Text segment Block Start

Species of butterfly

Plebejus christophi, the small jewel blue, is a small butterfly found in Asia that belongs to the lycaenids or blues family.

==Description==
The small jewel blue is 28–35 mm in size. The male butterfly is rather dull violet blue above with narrow borders. The female is brown above and has blue-scaled bases. On the underside of both sexes, the hindwing sport small metallic spots along the entire margin but without prominent red marginal spots. The marginal spots on the margins of both the forewings and hindwings are faintly orange crowned. The discal spots on the hindwing are small or minute while those on the forewing may be large and prominent.

===Description===
Charles Thomas Bingham described race samudra, Moore: Male upperside: pale lavender blue. Forewings and hindwings: termen somewhat broadly and diffusely fuscous black; costal margin and apex of hindwing more broadly so; in fresh specimens the bluish scaling on the hindwing posteriorly is carried nearly to the terminal margin, this gives the wing an appearance of a posterior terminal series of three or four large fuscous black spots, one in each interspace; cilia white. Underside: pale grey. Forewing with the usual transverse discocellular and discal series of six white-encircled black spots, no spot in the cell or in interspace 1; the discal row of spots regular (not sinuate), slightly curved, very obliquely placed, sloping posteriorly inwards, the four posterior spots in the series large and posited en echelon; these are followed by a double subterminal series of dusky lunules and a slender anteciliary black line; the series of lunules become in many specimens obsolescent anteriorly. Hindwing: the markings much as in the female of L. balucha, but the discal series of spots is placed further inwards, the spots of the subterminal row are speckled with minute metallic green scales, and the ochraceous edging to the transverse series of black lunules is wanting.

Text segment Block End

▶ **Instructions for the task**:
Copy out the text on the small jewel blue word for word, from start to finish. Nothing in the records is needed for the work on this text.

Recorded information Block Start

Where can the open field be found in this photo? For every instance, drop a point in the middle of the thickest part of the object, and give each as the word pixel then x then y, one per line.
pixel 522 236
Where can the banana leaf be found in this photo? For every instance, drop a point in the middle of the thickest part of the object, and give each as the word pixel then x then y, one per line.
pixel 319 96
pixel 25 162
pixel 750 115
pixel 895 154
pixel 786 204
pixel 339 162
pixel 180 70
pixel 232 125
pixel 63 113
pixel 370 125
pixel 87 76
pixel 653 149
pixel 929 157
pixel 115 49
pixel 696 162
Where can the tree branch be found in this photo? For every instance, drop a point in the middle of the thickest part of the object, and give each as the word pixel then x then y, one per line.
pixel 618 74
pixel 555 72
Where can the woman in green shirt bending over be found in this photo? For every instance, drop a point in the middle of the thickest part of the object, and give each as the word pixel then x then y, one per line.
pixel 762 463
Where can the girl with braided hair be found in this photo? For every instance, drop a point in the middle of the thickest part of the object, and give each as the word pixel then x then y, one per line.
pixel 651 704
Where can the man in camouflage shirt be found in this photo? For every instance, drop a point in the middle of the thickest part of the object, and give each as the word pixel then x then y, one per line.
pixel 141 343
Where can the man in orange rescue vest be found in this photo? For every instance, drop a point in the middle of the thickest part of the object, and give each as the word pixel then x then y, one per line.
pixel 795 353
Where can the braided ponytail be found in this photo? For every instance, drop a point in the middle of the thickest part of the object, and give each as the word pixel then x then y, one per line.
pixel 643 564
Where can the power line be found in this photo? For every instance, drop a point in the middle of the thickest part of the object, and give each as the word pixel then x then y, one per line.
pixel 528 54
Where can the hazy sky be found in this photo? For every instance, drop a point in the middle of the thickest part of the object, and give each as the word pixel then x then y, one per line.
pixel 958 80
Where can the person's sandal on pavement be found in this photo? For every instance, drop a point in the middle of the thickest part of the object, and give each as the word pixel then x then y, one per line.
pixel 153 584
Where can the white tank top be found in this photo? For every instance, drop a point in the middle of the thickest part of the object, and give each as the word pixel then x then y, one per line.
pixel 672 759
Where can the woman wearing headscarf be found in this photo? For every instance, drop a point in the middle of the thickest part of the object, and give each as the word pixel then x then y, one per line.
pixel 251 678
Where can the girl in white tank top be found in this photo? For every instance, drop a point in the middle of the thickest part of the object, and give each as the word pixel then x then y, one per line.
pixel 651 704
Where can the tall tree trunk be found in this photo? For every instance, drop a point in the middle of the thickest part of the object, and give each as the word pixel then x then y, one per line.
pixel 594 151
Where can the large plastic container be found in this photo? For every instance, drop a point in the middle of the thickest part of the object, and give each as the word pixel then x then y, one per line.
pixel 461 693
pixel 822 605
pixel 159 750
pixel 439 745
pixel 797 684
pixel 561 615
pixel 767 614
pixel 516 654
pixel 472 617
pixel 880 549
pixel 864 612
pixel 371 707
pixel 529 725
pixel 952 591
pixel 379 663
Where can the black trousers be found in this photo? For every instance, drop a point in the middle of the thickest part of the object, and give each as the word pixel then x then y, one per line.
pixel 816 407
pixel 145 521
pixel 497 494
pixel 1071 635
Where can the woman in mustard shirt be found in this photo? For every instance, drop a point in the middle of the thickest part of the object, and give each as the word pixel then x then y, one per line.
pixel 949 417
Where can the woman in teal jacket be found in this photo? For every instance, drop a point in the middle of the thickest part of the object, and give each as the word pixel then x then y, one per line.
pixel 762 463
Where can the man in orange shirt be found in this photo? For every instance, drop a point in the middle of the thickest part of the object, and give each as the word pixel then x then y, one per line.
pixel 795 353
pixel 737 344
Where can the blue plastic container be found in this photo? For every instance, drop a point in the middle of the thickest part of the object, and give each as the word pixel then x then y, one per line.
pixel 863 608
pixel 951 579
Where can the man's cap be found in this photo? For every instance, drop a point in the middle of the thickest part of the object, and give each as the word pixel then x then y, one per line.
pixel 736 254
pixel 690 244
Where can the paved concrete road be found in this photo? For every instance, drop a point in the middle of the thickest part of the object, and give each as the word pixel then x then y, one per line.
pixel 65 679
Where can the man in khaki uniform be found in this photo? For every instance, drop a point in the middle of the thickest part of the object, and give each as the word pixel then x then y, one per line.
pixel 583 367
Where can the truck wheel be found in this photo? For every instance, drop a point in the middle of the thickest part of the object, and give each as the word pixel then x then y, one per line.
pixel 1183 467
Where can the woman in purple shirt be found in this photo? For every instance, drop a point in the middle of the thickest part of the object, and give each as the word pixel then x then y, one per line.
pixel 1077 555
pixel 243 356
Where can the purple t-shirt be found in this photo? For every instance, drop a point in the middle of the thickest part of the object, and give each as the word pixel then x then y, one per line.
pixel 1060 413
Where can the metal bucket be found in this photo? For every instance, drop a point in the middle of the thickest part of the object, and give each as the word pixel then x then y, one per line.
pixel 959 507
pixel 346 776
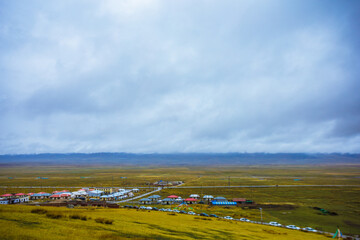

Recorded information Block End

▶ **Your response**:
Species of butterfly

Plebejus christophi, the small jewel blue, is a small butterfly found in Asia that belongs to the lycaenids or blues family.

==Description==
The small jewel blue is 28–35 mm in size. The male butterfly is rather dull violet blue above with narrow borders. The female is brown above and has blue-scaled bases. On the underside of both sexes, the hindwing sport small metallic spots along the entire margin but without prominent red marginal spots. The marginal spots on the margins of both the forewings and hindwings are faintly orange crowned. The discal spots on the hindwing are small or minute while those on the forewing may be large and prominent.

===Description===
Charles Thomas Bingham described race samudra, Moore: Male upperside: pale lavender blue. Forewings and hindwings: termen somewhat broadly and diffusely fuscous black; costal margin and apex of hindwing more broadly so; in fresh specimens the bluish scaling on the hindwing posteriorly is carried nearly to the terminal margin, this gives the wing an appearance of a posterior terminal series of three or four large fuscous black spots, one in each interspace; cilia white. Underside: pale grey. Forewing with the usual transverse discocellular and discal series of six white-encircled black spots, no spot in the cell or in interspace 1; the discal row of spots regular (not sinuate), slightly curved, very obliquely placed, sloping posteriorly inwards, the four posterior spots in the series large and posited en echelon; these are followed by a double subterminal series of dusky lunules and a slender anteciliary black line; the series of lunules become in many specimens obsolescent anteriorly. Hindwing: the markings much as in the female of L. balucha, but the discal series of spots is placed further inwards, the spots of the subterminal row are speckled with minute metallic green scales, and the ochraceous edging to the transverse series of black lunules is wanting.